> [Consigne 1]:
Résume en deux phrases le texte sur les défenses des Sablettes.
> [Consigne 2]:
Repère dans les données toutes les lignes où figure le mot « white », puis recopie-les. Tiens compte des majuscules et des minuscules.

> [Texte à lire]:
= = = = = = =
Le colonel Pinot, nouveau directeur des fortifications de Toulon, dans son mémoire sur la situation de la place de Toulon en 1816 pour les projets de 1817 18, évoque le fait que l'isthme des Sablettes et la plage des Génois sont "défendus par la batterie St Elme et une espèce de camp retranché d'une disposition bizarre et d'une construction si débile qu'on ne doit en attendre qu'un très mauvais service". En sorte que " son perfectionnement dans sa disposition actuelle serait si peu en rapport avec l'importance du point qu'on ne doit pas penser à l'entreprendre, il faut le remplacer par un bon fort revêtu, dans une position telle qu'il puisse bien fermer le débouché de la presqu'île, soumettre à ses feux les deux plages et être capable de contenir une force suffisante pour coopérer efficacement avec les autres troupes de la presqu'île à empêcher l'ennemi de s'y établir. "
= = = = = = =
> [Données brutes]:
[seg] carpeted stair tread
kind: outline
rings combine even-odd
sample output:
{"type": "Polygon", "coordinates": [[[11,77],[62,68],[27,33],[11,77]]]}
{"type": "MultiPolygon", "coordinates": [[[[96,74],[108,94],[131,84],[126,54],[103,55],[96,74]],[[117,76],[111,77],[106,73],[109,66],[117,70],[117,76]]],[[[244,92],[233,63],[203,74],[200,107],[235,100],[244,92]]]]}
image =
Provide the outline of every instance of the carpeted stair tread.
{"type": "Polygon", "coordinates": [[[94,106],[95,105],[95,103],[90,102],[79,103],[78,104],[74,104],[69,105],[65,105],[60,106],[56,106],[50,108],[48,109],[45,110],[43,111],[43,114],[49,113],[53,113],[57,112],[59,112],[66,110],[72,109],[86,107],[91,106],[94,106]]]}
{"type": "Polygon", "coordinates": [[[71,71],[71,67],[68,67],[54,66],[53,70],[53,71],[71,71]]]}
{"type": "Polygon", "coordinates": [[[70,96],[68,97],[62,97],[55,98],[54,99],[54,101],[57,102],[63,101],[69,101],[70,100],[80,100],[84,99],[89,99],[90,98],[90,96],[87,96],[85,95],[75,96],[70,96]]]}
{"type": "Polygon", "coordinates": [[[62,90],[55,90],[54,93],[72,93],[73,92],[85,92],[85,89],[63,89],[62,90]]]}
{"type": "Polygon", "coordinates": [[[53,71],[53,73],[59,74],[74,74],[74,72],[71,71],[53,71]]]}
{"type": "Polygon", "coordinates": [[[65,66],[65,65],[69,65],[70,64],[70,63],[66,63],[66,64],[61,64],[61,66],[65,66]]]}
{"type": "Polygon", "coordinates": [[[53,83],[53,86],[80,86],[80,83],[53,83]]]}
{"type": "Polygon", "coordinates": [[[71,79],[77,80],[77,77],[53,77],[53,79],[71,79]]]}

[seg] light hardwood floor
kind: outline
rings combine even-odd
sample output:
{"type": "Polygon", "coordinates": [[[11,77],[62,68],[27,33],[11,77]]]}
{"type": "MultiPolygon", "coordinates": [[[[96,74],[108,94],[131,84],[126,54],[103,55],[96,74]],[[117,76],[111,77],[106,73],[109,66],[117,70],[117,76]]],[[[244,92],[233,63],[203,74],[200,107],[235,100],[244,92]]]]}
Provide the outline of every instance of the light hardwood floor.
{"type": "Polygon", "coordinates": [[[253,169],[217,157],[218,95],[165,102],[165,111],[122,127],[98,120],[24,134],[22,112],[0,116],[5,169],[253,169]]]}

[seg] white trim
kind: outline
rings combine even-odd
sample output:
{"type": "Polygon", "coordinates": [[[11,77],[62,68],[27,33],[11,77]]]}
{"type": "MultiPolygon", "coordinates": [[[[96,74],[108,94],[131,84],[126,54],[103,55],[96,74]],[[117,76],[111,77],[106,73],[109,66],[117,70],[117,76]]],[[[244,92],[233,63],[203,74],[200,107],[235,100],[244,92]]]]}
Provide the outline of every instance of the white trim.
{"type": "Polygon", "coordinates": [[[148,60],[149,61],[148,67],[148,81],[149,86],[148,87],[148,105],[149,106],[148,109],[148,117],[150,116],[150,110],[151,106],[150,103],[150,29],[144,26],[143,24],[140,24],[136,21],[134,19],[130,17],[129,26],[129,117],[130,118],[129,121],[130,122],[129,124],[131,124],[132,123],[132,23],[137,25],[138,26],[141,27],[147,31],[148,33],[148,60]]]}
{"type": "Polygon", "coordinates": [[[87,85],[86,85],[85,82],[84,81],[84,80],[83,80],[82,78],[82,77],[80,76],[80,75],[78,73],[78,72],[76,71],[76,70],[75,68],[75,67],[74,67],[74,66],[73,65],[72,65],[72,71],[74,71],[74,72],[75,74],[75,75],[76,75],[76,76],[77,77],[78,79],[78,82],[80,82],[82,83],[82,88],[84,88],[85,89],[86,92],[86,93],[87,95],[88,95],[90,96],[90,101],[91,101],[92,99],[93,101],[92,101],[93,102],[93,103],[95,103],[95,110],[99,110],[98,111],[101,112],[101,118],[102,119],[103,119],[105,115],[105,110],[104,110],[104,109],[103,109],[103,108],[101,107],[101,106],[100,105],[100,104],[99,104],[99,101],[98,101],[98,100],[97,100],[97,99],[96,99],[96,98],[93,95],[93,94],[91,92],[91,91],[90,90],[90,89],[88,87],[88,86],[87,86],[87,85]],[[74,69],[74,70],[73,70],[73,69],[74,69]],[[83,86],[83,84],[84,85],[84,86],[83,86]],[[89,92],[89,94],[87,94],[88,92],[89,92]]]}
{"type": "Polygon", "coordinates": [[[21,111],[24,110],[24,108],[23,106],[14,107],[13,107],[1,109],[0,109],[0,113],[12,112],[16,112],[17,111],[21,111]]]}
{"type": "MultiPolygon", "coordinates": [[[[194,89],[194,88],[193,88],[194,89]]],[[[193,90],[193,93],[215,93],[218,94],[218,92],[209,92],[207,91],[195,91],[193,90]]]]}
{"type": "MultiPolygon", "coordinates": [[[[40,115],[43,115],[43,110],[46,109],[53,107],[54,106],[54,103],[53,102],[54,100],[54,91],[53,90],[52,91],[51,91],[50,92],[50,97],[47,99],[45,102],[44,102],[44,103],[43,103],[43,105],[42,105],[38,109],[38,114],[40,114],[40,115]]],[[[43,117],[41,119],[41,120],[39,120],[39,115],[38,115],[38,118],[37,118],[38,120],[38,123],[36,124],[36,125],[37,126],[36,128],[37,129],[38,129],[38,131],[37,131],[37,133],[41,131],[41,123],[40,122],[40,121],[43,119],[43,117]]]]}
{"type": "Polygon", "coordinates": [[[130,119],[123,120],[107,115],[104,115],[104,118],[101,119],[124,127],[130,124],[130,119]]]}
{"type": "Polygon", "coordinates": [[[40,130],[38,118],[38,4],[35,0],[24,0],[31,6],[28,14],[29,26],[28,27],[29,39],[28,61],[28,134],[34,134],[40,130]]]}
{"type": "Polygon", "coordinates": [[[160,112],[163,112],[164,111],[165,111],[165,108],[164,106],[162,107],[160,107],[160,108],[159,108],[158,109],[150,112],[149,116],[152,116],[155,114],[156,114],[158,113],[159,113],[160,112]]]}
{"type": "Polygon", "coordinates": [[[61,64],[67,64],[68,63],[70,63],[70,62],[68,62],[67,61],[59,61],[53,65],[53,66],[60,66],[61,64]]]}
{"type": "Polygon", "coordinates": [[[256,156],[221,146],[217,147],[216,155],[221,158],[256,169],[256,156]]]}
= = = = = = =
> [Réponse 1]:
Dans son mémoire de 1816, le colonel Pinot, nouveau directeur des fortifications de Toulon, estime que l'isthme des Sablettes et la plage des Génois sont mal protégés par la batterie St Elme et par un camp retranché mal disposé et trop fragile. Au lieu d'améliorer ce camp, il propose de le remplacer par un bon fort revêtu, placé de façon à fermer l'accès de la presqu'île, à battre les deux plages et à loger assez de troupes pour empêcher l'ennemi de s'y installer.

> [Réponse 2]:
[seg] white trim
Provide the outline of every instance of the white trim.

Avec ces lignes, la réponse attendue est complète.